ESTRATTO DELLA PAGINA -
^^^^

Fortunatamente, per ora non è successo. Ma so che è probabile che prima o poi succeda. Se un cliente mi dice che vuole uccidersi, allora è mia responsabilità valutare se può farcela fino alla seduta successiva, o se devo proteggerlo da se stesso facendolo internare. Comunque, è molto raro per me ordinare un TSO. I miei clienti sono molto collaborativi.

Riusciresti a far piangere qualcuno, se volessi?
[Ci pensa un po'] Non credo. [Ci pensa ancora] No. Se conosco qualcuno molto bene, so che tasti toccare. Ma perché dovrei? E di certo non lo faccio in terapia. La probabilità che un cliente si metta a piangere in una seduta è al 50 percento. Le lacrime vengono da sole.

Quanto spesso i clienti si innamorano di te?

^^^^

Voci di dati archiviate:
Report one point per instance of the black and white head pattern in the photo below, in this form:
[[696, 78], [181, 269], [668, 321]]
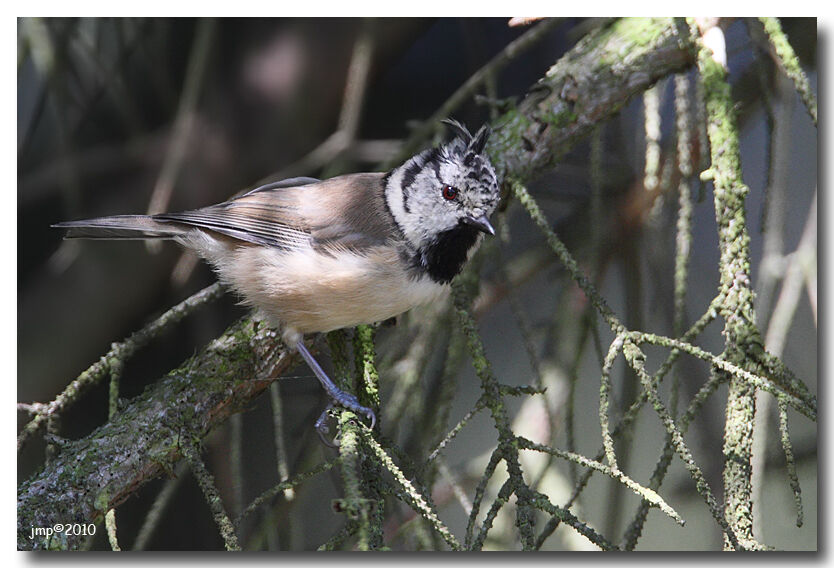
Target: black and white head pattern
[[441, 199]]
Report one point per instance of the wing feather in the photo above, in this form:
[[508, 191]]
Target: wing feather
[[346, 212]]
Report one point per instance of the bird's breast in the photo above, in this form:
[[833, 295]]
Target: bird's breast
[[311, 290]]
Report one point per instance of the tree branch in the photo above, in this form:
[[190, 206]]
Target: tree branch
[[94, 474]]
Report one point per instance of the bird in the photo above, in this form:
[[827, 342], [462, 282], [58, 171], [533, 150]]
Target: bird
[[319, 255]]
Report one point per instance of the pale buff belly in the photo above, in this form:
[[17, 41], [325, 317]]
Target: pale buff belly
[[307, 291]]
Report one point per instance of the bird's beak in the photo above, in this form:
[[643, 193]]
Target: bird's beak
[[481, 223]]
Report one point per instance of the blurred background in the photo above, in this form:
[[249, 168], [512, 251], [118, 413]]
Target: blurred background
[[131, 115]]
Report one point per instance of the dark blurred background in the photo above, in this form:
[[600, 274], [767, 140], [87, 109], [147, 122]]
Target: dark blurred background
[[104, 128]]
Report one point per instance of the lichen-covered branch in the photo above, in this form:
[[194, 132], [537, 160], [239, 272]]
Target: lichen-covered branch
[[743, 343], [145, 439], [587, 86]]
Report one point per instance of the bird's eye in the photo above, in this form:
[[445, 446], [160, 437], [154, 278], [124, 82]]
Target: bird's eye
[[449, 192]]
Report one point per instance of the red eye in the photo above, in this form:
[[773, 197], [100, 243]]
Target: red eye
[[449, 192]]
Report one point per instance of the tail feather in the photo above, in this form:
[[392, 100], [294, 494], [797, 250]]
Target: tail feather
[[121, 227]]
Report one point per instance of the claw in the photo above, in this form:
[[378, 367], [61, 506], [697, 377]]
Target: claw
[[322, 429], [337, 396]]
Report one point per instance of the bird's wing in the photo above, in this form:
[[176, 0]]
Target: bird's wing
[[347, 211]]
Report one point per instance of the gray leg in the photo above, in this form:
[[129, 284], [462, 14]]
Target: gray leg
[[335, 393]]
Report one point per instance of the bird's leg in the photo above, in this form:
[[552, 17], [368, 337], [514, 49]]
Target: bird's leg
[[323, 429], [337, 395]]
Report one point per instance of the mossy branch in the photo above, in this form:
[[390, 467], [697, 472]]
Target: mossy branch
[[94, 474], [145, 439]]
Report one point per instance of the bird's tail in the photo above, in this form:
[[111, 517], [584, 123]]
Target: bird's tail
[[121, 227]]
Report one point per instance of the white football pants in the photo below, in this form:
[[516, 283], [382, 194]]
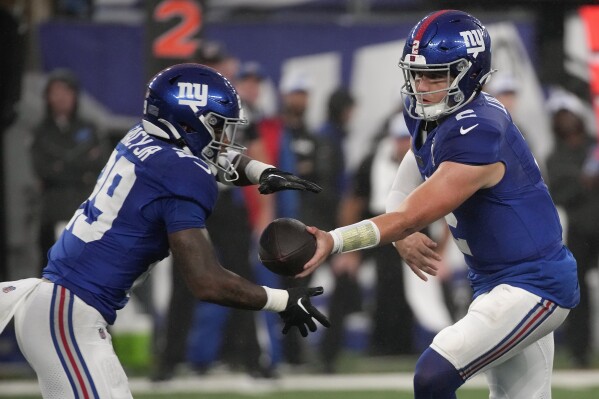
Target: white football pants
[[67, 344], [508, 335]]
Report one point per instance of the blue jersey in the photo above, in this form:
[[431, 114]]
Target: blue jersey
[[148, 189], [509, 233]]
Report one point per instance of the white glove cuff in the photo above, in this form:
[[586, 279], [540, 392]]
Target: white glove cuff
[[254, 170], [276, 300]]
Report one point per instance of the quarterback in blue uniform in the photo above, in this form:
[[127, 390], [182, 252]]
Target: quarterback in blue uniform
[[153, 196], [478, 173]]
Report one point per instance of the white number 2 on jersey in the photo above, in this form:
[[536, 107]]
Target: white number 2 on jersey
[[108, 197]]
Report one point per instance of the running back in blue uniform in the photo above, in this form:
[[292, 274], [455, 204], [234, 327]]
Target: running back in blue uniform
[[479, 174], [152, 198], [147, 190]]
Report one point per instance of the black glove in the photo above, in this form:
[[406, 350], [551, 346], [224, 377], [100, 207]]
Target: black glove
[[300, 311], [273, 180]]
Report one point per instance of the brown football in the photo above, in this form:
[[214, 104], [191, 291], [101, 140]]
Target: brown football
[[286, 246]]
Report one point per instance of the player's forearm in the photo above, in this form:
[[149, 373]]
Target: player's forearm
[[249, 169], [369, 233], [229, 289]]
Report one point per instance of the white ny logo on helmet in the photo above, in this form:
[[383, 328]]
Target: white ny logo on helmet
[[193, 94], [474, 41]]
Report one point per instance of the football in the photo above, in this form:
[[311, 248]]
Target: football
[[286, 246]]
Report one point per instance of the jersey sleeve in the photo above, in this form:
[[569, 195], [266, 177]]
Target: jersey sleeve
[[190, 179], [479, 146]]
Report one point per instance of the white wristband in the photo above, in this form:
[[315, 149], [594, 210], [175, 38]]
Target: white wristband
[[361, 235], [276, 300], [336, 242], [254, 170]]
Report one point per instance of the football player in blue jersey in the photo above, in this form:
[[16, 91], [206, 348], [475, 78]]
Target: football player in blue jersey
[[479, 174], [153, 196]]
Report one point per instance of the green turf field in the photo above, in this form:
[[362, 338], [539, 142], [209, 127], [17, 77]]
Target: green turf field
[[463, 394]]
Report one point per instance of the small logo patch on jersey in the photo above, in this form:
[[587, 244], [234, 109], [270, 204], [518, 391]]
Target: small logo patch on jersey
[[464, 131], [8, 289], [206, 168]]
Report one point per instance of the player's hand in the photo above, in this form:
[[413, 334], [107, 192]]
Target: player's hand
[[274, 179], [418, 251], [300, 312], [324, 247]]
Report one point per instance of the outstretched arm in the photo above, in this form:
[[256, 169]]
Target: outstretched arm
[[444, 191], [270, 178], [196, 259]]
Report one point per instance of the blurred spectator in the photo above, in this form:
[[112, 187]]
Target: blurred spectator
[[12, 48], [503, 87], [572, 189], [391, 318], [67, 155], [324, 208]]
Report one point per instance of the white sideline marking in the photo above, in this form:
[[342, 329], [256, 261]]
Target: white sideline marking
[[242, 383]]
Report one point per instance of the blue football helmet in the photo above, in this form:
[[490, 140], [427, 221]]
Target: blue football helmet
[[451, 43], [198, 110]]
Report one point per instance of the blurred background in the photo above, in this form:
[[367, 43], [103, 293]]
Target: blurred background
[[547, 57]]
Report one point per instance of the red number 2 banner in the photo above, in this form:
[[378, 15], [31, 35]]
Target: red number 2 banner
[[173, 32]]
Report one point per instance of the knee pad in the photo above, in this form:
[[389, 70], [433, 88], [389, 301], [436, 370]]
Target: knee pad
[[435, 377]]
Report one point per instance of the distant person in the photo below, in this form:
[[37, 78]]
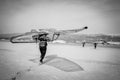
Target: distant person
[[95, 45], [43, 45], [83, 43]]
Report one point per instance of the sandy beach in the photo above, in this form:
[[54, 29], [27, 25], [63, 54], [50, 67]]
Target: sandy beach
[[62, 62]]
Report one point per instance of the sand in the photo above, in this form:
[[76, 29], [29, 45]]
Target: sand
[[62, 62]]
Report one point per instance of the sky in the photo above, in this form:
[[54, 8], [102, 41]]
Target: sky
[[101, 16]]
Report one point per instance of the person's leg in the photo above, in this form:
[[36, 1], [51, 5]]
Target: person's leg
[[43, 52]]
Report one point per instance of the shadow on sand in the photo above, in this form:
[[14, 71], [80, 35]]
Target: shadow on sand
[[59, 63]]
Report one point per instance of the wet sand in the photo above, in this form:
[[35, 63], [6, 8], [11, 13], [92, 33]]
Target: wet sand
[[73, 62]]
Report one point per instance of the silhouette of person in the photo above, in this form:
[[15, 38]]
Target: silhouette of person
[[95, 45], [83, 43], [43, 45]]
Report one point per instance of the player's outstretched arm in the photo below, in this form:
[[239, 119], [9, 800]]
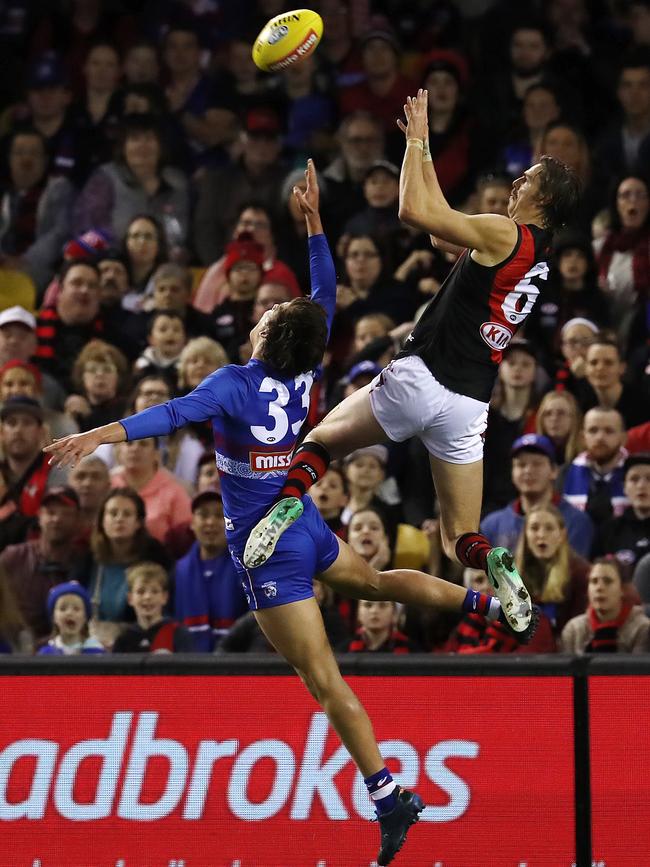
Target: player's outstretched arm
[[68, 451], [321, 265], [423, 205]]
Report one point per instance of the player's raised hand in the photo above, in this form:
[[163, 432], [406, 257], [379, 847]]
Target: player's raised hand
[[416, 112], [68, 451], [309, 200]]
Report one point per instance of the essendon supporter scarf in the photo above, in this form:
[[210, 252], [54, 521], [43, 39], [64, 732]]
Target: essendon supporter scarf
[[636, 242], [605, 638]]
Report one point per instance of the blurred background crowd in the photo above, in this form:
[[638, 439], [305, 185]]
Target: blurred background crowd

^^^^

PROBLEMA DA RISOLVERE -
Prosegui l'intervista sul lavoro in terapia dopo l'ultima domanda riportata.

ESITO DEL COMPITO -
A volte è successo—sia con uomini che con donne. Alcune persone sono molto dirette a riguardo, ma ci sono anche quelli che ti chiedono di vedersi in una situazione più privata. In quanto terapeuta, devo ascoltarti qualunque cosa tu dica. Ti presto tutta la mia attenzione. Mi preoccupo dei tuoi sentimenti, ti prendo sul serio e sono qui per te—ovviamente è attraente. A quei clienti dico che sono lusingato, e poi spiego quello che ho spiegato a te. Non esco con i miei clienti, mai. La legge, inoltre, mi proibisce di stabilire una relazione privata o lavorativa con un cliente per dieci anni dopo la nostra ultima seduta, perché potrei usare le informazioni su di lui/lei per manipolarlo/a.

Com'è invece uscire con uno psicoterapeuta, in privato?
Penso che sia la cosa migliore che puoi fare. Pensi che sia facile trovare un uomo sensibile che sa come gestire le emozioni? Una persona che sa che le emozioni esistono. E che ascolta te e le tue emozioni. Non è fantastico?